── Excerpt provided ──
MTBench: Added subsections for each task and their descriptions

gaukhar-n · gaukhar-n · commit 0c9d44d92676 · 2025-03-31T23:43:01.000-05:00
diff --git a/app/projects/mtbench/assets/trend_prediction.png b/app/projects/mtbench/assets/trend_prediction.png
diff --git a/app/projects/mtbench/page.mdx b/app/projects/mtbench/page.mdx
@@ -31,9 +31,25 @@ As shown in Figure 2, MTBench enables a range of complex reasoning tasks beyond
 
 ![Figure 2. An overview of tasks in MTBench |scale=0.4](./assets/diagram.png)
 
-The news-driven QA task includes two sub-tasks: correlation prediction and multi-choice QA. As shown in Figure 3, this task requires models to analyze both text and time-series data, understanding the news content while predicting its potential impact on future trends based on historical time-series.
+### Time-Series Forecasting
 
-![Figure 3. An Example of Multi-choice QA and Correlation Prediction on Finance Dataset |scale=0.8](./assets/QA_sample.png)
+This task aims to forecast time-series values from historical data, optionally incorporating news articles. We assess short- and long-term forecasting: finance uses 30 days of historical data, while weather forecasting relies on 14 days to predict the next 3, reflecting shorter memory dynamics.
───
Copy the MTBench commit above word for word, from its title line to its final line.
── Dataset excerpts ──
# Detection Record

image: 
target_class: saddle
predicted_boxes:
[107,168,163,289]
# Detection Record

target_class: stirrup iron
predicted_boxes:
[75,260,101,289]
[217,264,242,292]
───
## Task answer:
MTBench: Added subsections for each task and their descriptions

gaukhar-n · gaukhar-n · commit 0c9d44d92676 · 2025-03-31T23:43:01.000-05:00
diff --git a/app/projects/mtbench/assets/trend_prediction.png b/app/projects/mtbench/assets/trend_prediction.png
diff --git a/app/projects/mtbench/page.mdx b/app/projects/mtbench/page.mdx
@@ -31,9 +31,25 @@ As shown in Figure 2, MTBench enables a range of complex reasoning tasks beyond
 
 ![Figure 2. An overview of tasks in MTBench |scale=0.4](./assets/diagram.png)
 
-The news-driven QA task includes two sub-tasks: correlation prediction and multi-choice QA. As shown in Figure 3, this task requires models to analyze both text and time-series data, understanding the news content while predicting its potential impact on future trends based on historical time-series.
+### Time-Series Forecasting
 
-![Figure 3. An Example of Multi-choice QA and Correlation Prediction on Finance Dataset |scale=0.8](./assets/QA_sample.png)
+This task aims to forecast time-series values from historical data, optionally incorporating news articles. We assess short- and long-term forecasting: finance uses 30 days of historical data, while weather forecasting relies on 14 days to predict the next 3, reflecting shorter memory dynamics.